• Data to use
————————

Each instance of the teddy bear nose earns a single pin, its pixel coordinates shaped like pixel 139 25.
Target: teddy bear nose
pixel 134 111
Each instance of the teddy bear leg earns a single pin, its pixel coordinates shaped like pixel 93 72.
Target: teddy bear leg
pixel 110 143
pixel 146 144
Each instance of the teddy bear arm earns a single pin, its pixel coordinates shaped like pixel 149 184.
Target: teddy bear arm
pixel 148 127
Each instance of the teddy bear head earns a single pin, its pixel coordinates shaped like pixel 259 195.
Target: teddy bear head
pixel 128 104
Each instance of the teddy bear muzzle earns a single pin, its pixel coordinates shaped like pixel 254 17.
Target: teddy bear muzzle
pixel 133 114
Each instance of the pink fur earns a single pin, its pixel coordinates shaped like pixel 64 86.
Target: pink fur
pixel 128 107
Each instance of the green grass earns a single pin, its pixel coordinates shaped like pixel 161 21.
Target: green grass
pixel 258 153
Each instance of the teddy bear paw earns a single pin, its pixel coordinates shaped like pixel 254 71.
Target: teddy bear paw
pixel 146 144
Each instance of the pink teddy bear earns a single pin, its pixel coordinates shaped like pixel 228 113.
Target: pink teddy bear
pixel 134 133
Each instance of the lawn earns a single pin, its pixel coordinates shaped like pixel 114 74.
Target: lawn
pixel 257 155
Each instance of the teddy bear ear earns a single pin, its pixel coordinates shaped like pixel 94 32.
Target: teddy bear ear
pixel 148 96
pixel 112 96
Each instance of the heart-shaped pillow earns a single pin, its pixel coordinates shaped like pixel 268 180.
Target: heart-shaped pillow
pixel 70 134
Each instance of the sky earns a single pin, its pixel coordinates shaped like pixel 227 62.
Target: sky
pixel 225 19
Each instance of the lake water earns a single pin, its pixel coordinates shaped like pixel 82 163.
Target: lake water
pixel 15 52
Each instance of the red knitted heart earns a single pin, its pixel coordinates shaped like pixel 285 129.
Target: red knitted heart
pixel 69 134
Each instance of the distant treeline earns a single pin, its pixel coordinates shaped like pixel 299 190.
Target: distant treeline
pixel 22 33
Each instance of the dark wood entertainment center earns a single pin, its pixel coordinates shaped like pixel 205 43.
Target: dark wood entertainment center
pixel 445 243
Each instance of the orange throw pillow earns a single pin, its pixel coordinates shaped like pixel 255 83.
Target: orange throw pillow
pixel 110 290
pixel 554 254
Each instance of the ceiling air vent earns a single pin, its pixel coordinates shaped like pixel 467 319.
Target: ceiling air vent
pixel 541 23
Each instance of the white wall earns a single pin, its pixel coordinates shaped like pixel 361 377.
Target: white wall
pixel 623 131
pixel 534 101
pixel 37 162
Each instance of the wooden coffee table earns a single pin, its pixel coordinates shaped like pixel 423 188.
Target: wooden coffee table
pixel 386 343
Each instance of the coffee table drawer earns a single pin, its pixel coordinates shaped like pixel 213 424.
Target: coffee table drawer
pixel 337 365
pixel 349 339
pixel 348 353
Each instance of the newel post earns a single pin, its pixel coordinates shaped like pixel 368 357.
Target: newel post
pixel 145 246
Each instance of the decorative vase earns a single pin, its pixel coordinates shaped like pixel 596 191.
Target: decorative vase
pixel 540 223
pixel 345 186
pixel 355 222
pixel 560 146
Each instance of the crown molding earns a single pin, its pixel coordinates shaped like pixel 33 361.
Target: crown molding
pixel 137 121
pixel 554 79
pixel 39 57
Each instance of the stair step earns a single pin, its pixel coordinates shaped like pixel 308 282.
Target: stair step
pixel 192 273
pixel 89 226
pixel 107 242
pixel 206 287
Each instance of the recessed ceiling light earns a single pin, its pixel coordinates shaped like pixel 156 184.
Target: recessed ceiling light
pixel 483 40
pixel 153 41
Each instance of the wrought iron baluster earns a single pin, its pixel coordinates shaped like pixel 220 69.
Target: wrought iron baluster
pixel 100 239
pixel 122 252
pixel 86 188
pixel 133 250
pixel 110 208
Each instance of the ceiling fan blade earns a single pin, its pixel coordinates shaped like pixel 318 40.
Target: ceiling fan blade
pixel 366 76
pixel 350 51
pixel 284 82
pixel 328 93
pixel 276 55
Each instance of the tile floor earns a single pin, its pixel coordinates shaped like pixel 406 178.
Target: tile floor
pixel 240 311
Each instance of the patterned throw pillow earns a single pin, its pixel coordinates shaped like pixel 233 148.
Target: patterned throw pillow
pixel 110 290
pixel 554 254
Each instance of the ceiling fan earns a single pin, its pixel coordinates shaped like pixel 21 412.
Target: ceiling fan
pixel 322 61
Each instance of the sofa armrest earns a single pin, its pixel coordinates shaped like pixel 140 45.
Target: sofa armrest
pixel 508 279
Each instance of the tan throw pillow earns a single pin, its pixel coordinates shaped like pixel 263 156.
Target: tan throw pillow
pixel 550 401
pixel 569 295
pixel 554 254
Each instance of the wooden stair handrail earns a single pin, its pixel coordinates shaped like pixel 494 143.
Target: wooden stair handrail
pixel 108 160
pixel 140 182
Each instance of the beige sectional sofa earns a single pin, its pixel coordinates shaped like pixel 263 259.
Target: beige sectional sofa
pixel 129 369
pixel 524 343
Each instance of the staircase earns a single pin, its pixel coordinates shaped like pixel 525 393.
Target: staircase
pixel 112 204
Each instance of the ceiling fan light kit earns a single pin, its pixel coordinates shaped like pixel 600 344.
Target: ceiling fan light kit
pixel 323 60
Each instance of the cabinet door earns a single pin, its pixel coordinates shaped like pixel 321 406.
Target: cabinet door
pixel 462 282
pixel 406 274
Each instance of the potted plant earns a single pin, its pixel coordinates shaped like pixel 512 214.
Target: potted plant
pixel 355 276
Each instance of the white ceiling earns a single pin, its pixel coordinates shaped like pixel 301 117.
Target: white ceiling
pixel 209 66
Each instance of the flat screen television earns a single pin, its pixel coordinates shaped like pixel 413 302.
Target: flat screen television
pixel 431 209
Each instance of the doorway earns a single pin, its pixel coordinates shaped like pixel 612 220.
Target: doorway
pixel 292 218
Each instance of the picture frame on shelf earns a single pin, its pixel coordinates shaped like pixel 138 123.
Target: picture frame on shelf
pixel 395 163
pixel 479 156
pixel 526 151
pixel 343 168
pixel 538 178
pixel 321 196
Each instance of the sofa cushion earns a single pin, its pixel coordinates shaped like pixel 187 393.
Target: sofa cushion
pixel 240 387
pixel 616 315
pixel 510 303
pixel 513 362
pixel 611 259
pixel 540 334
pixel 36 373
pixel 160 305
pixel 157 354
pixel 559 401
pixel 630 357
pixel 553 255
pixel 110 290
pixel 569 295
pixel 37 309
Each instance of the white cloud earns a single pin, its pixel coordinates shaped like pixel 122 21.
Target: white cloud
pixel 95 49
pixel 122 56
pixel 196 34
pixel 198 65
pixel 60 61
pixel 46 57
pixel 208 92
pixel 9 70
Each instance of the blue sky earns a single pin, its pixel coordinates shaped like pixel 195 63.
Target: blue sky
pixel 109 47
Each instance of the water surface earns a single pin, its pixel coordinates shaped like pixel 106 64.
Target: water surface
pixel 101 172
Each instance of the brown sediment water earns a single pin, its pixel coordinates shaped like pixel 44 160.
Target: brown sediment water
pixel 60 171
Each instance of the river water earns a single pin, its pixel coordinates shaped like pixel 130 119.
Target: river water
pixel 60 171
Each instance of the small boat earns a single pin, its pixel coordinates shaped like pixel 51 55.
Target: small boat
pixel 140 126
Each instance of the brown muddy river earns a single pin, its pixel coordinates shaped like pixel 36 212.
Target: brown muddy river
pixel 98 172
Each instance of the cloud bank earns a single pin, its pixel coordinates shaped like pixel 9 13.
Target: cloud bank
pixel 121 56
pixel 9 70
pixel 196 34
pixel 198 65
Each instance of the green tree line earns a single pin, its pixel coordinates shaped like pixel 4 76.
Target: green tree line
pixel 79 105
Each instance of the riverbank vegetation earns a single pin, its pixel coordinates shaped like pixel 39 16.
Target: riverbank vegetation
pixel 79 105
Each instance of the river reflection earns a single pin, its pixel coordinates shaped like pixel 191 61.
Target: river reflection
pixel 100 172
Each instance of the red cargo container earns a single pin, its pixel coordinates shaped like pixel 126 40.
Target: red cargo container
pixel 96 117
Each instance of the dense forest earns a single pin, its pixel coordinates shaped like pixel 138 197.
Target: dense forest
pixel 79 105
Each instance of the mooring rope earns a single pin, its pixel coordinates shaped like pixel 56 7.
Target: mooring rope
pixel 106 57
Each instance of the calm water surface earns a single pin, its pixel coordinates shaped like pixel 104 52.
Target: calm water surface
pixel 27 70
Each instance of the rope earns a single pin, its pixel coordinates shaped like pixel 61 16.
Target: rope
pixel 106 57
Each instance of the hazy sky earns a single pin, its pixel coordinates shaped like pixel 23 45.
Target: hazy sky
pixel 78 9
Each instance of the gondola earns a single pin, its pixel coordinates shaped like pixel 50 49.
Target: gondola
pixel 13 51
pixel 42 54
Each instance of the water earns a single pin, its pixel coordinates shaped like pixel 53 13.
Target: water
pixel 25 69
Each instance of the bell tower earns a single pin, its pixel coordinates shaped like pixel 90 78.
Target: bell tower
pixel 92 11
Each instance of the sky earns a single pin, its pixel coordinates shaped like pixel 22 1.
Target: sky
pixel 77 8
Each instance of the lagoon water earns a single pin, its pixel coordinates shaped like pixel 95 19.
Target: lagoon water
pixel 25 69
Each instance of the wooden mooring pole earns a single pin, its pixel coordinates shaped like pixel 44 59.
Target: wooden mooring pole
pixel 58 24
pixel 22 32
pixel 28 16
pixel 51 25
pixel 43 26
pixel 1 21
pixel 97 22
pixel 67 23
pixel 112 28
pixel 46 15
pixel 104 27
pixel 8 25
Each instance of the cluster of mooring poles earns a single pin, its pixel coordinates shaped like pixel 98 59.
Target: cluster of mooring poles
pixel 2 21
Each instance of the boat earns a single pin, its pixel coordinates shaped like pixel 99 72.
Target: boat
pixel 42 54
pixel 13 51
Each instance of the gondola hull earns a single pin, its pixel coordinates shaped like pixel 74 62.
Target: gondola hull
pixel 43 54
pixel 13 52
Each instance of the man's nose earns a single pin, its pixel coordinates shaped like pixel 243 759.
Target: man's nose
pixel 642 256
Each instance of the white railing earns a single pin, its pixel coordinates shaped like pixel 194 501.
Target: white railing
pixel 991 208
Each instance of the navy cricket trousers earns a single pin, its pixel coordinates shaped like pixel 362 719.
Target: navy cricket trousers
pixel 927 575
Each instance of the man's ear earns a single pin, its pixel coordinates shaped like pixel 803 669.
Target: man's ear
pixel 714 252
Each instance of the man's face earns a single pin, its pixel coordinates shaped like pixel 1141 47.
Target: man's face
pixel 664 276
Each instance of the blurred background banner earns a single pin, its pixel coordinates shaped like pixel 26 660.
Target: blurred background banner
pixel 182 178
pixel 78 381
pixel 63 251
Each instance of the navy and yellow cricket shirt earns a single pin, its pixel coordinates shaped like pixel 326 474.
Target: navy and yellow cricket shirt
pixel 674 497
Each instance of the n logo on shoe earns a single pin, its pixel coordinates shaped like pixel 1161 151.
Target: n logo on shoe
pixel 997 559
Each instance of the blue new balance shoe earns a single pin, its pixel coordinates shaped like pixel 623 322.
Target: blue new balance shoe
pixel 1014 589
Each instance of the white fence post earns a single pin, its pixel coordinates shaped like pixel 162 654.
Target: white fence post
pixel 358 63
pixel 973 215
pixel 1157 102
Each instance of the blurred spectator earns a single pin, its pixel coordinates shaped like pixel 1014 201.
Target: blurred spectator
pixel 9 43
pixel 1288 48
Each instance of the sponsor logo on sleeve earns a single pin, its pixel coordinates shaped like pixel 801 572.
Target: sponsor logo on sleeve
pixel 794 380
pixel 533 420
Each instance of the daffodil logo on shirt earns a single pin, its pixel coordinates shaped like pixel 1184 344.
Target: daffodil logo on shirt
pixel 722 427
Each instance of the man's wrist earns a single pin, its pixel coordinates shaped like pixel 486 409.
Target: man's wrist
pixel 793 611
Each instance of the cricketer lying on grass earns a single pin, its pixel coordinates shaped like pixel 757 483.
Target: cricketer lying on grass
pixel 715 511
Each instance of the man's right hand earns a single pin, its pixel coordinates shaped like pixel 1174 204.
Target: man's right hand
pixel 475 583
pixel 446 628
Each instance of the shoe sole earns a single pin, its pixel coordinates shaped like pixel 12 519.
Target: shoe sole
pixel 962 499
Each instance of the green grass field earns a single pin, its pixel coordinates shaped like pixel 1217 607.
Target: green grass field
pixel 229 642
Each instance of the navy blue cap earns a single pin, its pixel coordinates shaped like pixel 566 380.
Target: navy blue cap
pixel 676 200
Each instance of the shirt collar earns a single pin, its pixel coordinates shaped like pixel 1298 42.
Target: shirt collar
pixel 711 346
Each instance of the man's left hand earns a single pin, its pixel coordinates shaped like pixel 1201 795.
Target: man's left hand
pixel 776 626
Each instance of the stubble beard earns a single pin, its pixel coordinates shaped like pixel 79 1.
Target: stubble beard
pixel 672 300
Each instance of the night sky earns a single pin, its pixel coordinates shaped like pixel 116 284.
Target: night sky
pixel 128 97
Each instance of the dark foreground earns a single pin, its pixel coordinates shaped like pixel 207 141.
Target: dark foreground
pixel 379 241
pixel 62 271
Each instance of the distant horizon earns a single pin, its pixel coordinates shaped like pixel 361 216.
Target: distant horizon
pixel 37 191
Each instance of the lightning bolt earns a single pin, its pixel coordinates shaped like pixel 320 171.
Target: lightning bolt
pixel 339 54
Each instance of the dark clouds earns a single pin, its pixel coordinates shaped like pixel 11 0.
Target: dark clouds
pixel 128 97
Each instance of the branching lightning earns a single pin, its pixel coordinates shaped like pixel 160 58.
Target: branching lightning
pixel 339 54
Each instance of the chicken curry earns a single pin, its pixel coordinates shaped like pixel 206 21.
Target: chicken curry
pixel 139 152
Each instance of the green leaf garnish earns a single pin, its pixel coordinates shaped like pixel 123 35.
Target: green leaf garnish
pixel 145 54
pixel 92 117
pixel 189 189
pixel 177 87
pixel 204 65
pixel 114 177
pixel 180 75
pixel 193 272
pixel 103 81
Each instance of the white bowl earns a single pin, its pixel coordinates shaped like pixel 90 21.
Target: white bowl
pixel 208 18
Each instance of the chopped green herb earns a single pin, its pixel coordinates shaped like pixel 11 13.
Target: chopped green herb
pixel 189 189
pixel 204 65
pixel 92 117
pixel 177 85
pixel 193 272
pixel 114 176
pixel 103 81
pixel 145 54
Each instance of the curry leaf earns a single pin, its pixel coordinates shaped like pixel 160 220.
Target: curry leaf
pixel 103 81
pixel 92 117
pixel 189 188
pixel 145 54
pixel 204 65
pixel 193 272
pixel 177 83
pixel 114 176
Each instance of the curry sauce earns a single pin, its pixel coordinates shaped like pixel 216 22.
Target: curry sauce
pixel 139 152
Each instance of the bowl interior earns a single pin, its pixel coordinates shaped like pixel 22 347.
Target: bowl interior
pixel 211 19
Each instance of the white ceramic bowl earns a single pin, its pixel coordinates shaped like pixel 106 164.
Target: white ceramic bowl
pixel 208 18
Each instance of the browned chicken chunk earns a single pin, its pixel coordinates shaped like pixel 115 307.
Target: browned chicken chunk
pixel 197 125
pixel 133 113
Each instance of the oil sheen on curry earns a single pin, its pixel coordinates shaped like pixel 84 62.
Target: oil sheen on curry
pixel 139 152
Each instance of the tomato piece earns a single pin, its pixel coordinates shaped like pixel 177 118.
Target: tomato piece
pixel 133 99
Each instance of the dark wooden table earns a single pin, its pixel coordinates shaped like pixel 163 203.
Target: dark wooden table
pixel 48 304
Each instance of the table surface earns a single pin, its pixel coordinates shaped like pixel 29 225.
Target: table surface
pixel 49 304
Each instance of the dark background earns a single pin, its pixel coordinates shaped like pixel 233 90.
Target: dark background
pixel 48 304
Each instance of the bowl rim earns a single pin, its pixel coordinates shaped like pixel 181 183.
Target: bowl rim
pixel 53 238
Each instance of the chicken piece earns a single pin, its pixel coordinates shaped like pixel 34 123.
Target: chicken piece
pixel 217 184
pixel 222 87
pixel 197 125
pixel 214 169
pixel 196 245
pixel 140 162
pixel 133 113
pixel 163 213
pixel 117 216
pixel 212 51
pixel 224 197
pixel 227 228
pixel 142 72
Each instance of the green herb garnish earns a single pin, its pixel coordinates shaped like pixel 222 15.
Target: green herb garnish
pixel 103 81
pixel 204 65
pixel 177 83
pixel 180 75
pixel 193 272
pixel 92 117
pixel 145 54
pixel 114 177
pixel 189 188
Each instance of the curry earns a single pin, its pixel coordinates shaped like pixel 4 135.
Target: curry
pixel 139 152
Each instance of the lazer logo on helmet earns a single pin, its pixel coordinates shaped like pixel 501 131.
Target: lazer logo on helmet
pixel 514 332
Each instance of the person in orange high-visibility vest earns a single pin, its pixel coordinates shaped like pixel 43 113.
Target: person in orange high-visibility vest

————————

• Problem details
Turn the data between the lines holding "Each instance of the brown muddy" and "pixel 96 117", inclusive, into a JSON list of strings, one string per line and blank lines left out.

• Correct output
[
  "Each instance of the brown muddy river earns a single pin, its pixel coordinates shaped like pixel 36 212.",
  "Target: brown muddy river",
  "pixel 98 172",
  "Each instance of the cloud bank earns a single pin, its pixel coordinates shaped like pixel 9 13.",
  "Target: cloud bank",
  "pixel 121 56",
  "pixel 9 70",
  "pixel 196 34",
  "pixel 198 65",
  "Each instance of the green tree line earns a single pin, its pixel coordinates shaped like pixel 4 76.",
  "Target: green tree line",
  "pixel 79 105",
  "Each instance of the riverbank vegetation earns a single pin, its pixel coordinates shaped like pixel 39 16.",
  "Target: riverbank vegetation",
  "pixel 79 105",
  "Each instance of the river reflection earns a single pin, its pixel coordinates shaped like pixel 191 61.",
  "Target: river reflection",
  "pixel 100 172",
  "Each instance of the red cargo container earns a single pin, its pixel coordinates shaped like pixel 126 40.",
  "Target: red cargo container",
  "pixel 96 117"
]